◆ VORLIEGENDER TEXT ◆
Letztendlich kommt es sicher auch darauf an, was man spielen möchte, wenn man nur Barockliteratur mit ihrer "beschränkten" Technik spielen möchte, ist das was anderes, als wenn man begeisterter Paganini-Fan ist und auch sonst "experimentell" alle Möglichkeiten der Geige nutzen will.
Auch lassen sich durch die Wahl der Schulterstütze bestimmte Haltungsmängel beheben, z. B. das Abrutschen nach vorne/unten durch eine" Einhakung" an der Schulter.
Zitat Bea:
....wenn man nur Barockliteratur mit ihrer "beschränkten" Technik spielen möchte, ist das was anderes, als wenn man begeisterter Paganini-Fan ist....
Virtuose Literatur gibt es auch in der barocken Aufführungspraxis und was meinst du mit "beschränkter" Technik ?
Fabio Biondi nutzt hier vielleicht ein Tuch mit "Stoppersockenprofil", was ein abgleiten der Geige verhindert. Andere spielen ganz ohne....
Ganz ohne Schulterstützersatzmittel bei z.B. romantischer Literatur kann nur spielen, wer eine moderne Kinnstütze benutzt und einen kurzen Hals und keine abfallenden Schultern hat. Gegen das Abrutschen hilft auch nackige Haut, Mutter z.B. sieht man nur schulterfrei geigen und sie hat alle oben aufgeführten Eigenschaften. Außerdem ein bisschen zieht sie meines Erachtens trotzdem die Schulter nach oben.
Barocke stilechte Spielweise ist aus heutiger Sicht beschränkt, da weder in höchsten Lagen gespielt wird, noch der Bogen mit Bogendruck gespielt wird (martéle, staccato). Wenn heute jemand Bach romantisch spielt, so ist das nicht barock. (auch wenn es natürlich sehr schön sein kann)
Zitat Bea:
"Barocke stilechte Spielweise ist aus heutiger Sicht beschränkt, da weder in höchsten Lagen gespielt wird, noch der Bogen mit Bogendruck gespielt wird (martéle, staccato)."
Hier täuschst du dich. Martele, wie auch staccato gibt's. Sieh Dir einmal die obige Aufnahme mit Biondi an, da geht es auch oberhalb der 4.Lage zur Sache. Ich glaube, das brauchen wir nicht weiter zu vertiefen.

(Gespeicherte Daten)
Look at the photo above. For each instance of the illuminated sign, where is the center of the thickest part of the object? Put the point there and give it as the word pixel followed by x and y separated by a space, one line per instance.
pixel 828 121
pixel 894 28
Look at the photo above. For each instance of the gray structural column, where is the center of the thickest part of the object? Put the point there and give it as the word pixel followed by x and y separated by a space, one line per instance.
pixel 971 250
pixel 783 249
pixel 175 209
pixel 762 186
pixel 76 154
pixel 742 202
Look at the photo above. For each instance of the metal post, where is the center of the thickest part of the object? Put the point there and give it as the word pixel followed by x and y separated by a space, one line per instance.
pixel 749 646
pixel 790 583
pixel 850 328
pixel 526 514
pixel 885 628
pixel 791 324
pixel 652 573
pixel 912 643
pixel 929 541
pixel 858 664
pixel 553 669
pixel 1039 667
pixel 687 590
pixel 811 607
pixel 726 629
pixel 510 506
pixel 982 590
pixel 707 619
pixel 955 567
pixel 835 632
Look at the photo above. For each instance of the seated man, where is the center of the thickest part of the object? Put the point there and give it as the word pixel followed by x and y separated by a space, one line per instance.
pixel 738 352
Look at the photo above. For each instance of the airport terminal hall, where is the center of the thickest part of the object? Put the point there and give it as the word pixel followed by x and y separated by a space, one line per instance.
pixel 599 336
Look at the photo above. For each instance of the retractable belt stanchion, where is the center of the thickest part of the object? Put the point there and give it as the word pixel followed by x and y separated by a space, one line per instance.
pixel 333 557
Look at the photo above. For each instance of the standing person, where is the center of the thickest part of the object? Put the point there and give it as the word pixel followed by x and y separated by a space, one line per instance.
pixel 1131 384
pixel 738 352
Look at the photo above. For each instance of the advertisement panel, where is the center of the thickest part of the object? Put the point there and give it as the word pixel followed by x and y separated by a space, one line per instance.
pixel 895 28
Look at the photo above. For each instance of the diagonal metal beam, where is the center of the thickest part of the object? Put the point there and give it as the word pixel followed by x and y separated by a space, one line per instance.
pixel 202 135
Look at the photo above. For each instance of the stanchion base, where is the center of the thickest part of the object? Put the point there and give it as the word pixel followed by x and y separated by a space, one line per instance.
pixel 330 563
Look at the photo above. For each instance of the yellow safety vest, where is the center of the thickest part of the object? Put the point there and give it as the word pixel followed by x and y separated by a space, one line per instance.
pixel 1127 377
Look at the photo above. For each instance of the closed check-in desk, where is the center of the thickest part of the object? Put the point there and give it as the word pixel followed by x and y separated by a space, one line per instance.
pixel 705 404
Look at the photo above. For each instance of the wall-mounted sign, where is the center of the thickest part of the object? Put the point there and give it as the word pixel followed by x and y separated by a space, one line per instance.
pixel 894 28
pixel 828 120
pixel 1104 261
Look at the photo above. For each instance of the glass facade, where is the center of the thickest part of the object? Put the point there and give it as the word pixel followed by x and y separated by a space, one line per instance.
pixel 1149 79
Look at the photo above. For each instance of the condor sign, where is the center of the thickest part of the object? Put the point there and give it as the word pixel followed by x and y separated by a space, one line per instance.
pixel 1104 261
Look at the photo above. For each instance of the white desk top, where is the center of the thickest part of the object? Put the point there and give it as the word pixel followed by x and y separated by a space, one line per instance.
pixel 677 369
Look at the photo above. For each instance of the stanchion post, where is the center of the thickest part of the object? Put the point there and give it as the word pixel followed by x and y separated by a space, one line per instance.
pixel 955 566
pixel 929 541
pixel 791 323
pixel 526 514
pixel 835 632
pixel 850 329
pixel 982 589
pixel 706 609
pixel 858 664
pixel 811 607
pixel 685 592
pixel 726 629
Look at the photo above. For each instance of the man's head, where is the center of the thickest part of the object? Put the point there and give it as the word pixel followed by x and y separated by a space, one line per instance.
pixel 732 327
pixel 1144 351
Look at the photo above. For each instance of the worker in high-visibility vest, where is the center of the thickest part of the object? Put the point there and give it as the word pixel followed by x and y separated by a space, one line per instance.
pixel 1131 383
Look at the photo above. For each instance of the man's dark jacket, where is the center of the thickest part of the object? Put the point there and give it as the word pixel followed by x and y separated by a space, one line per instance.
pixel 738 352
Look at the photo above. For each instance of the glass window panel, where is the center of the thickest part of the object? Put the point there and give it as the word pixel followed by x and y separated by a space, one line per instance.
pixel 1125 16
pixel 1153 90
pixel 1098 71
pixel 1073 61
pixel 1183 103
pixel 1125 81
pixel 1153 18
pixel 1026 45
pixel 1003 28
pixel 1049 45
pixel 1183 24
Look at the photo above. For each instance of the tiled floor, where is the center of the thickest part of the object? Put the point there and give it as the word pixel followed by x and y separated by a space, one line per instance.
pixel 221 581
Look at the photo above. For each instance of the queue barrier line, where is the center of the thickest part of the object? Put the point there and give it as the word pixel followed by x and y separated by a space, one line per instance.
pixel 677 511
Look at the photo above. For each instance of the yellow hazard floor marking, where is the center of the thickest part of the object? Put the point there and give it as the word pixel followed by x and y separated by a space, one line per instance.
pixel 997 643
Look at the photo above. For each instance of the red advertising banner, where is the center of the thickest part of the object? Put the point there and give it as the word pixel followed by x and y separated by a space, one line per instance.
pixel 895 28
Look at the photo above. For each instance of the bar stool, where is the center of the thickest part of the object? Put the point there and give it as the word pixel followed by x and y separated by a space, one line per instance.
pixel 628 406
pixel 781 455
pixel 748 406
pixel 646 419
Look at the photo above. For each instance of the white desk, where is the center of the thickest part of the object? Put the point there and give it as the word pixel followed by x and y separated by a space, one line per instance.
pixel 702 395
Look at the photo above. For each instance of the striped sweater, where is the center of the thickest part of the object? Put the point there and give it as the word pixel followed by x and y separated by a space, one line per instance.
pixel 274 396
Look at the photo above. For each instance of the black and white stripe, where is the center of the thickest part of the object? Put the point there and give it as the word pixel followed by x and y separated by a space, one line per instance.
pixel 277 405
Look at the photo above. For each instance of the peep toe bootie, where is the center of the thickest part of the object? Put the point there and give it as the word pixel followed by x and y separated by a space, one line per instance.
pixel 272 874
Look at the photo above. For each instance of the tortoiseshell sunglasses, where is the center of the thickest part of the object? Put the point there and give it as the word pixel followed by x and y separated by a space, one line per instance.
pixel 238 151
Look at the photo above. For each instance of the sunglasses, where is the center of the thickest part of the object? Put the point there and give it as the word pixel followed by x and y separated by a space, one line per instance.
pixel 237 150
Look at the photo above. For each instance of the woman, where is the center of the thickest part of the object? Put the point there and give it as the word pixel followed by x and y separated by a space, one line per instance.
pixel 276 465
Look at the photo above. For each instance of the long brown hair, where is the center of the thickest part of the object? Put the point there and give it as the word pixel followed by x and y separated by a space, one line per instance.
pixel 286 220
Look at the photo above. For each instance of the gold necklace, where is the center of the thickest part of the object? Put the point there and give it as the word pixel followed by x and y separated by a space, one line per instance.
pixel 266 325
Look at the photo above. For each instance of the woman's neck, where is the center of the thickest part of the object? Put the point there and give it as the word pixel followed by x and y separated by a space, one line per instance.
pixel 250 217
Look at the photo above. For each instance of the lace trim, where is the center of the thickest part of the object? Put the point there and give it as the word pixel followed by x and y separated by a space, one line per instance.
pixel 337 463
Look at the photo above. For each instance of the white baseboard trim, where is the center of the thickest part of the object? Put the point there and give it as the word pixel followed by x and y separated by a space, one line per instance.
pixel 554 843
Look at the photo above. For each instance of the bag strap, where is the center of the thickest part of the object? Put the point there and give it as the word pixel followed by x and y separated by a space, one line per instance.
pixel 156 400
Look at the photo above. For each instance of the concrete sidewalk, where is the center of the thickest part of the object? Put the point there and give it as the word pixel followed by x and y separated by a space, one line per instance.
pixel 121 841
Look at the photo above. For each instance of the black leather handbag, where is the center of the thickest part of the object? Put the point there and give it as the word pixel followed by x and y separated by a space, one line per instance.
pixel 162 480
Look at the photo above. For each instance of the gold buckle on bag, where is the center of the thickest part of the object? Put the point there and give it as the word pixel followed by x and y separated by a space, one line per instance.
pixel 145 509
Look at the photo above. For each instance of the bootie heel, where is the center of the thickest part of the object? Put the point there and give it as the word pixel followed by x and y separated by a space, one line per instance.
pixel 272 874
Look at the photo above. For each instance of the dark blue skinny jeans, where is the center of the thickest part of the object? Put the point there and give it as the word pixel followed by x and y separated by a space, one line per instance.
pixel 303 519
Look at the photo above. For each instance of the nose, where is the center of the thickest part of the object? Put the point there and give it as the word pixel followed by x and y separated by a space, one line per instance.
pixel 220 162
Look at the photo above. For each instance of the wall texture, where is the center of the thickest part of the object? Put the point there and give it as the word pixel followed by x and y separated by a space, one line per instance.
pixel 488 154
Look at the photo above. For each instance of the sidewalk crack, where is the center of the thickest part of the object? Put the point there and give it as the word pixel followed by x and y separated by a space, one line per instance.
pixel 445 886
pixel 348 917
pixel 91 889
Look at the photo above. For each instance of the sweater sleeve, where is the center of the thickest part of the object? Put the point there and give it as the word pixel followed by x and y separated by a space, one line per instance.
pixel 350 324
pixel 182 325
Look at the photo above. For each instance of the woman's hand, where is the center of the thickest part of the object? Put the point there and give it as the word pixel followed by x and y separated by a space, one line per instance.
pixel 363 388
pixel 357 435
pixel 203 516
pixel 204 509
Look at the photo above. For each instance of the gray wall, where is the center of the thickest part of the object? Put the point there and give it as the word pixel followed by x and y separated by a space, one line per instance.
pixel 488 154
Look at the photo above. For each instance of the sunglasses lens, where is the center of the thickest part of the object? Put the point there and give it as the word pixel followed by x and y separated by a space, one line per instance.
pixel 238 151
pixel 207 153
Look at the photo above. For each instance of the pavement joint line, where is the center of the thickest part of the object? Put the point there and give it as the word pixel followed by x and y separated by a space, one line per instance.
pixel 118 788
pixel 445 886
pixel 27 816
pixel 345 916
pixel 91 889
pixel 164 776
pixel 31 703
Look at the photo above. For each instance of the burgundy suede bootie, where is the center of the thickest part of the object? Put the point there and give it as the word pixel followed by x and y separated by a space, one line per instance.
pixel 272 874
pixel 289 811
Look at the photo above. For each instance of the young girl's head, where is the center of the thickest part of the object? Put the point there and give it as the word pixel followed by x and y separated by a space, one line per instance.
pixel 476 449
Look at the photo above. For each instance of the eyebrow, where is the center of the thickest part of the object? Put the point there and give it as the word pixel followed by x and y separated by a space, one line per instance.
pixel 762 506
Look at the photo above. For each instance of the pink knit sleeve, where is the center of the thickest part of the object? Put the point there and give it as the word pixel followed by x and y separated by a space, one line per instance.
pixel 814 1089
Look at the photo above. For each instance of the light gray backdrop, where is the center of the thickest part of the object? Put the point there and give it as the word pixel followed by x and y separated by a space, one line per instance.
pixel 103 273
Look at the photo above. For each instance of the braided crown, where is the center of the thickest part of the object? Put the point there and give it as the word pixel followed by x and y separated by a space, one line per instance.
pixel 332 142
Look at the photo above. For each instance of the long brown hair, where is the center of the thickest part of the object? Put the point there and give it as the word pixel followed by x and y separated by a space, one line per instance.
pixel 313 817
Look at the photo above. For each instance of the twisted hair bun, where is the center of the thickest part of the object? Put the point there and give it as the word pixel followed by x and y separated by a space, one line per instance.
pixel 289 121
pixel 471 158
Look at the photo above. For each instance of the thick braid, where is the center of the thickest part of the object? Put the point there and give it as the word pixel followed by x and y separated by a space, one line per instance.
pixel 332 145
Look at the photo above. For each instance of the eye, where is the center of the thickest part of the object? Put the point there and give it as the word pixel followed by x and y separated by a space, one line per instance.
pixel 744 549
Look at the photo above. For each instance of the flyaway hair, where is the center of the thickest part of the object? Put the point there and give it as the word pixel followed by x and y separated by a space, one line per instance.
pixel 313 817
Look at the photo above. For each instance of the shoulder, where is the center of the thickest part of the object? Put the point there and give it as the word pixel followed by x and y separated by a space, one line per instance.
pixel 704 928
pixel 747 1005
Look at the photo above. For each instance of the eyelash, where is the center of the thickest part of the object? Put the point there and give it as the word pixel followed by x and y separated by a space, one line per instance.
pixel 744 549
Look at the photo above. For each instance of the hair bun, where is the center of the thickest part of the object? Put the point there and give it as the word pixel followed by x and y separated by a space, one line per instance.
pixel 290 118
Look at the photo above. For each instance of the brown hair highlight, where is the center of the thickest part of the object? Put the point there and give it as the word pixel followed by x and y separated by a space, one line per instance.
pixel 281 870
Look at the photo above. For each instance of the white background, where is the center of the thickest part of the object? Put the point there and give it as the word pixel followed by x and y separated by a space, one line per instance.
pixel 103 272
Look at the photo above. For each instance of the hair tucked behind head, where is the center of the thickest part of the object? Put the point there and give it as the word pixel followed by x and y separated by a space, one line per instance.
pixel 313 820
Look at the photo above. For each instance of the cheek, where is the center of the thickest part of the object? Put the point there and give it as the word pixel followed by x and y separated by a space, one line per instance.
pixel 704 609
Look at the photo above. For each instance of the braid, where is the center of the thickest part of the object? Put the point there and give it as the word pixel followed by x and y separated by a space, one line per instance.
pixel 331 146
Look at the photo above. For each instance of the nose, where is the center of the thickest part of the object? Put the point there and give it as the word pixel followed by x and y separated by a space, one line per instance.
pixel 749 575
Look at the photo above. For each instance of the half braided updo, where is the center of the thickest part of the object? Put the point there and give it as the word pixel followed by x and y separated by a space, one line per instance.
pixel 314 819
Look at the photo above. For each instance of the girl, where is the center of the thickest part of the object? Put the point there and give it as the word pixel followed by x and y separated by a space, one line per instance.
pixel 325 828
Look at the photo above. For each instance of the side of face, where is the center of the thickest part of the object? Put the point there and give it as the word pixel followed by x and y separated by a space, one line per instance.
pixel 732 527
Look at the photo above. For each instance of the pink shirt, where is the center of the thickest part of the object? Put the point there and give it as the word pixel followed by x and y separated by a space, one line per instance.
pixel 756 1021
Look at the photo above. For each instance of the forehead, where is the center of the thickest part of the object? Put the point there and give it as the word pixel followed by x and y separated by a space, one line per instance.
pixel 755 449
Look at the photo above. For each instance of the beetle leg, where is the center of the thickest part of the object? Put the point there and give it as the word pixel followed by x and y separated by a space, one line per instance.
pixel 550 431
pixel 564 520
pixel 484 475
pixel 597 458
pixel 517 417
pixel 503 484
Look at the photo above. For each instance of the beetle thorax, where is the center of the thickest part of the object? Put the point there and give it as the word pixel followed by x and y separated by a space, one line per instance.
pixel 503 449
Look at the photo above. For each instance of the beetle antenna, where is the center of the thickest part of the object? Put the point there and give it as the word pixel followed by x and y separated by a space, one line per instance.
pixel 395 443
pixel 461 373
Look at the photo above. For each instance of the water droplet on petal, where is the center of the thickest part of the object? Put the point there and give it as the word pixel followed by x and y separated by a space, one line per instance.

◆ IHRE AUFGABE ◆
Geben Sie den Abschnitt des vorliegenden Textes über das Geigenspiel, beginnend mit "Hier täuschst du" und weiter bis einschließlich "weiter zu vertiefen.", noch einmal wieder. Ersetzen Sie dabei "Aufnahme" durch "Einspielung". Die Daten werden für die Bearbeitung nicht benötigt.

◆ ERGEBNIS DER ÜBUNG ◆
Hier täuschst du dich. Martele, wie auch staccato gibt's. Sieh Dir einmal die obige Einspielung mit Biondi an, da geht es auch oberhalb der 4.Lage zur Sache. Ich glaube, das brauchen wir nicht weiter zu vertiefen.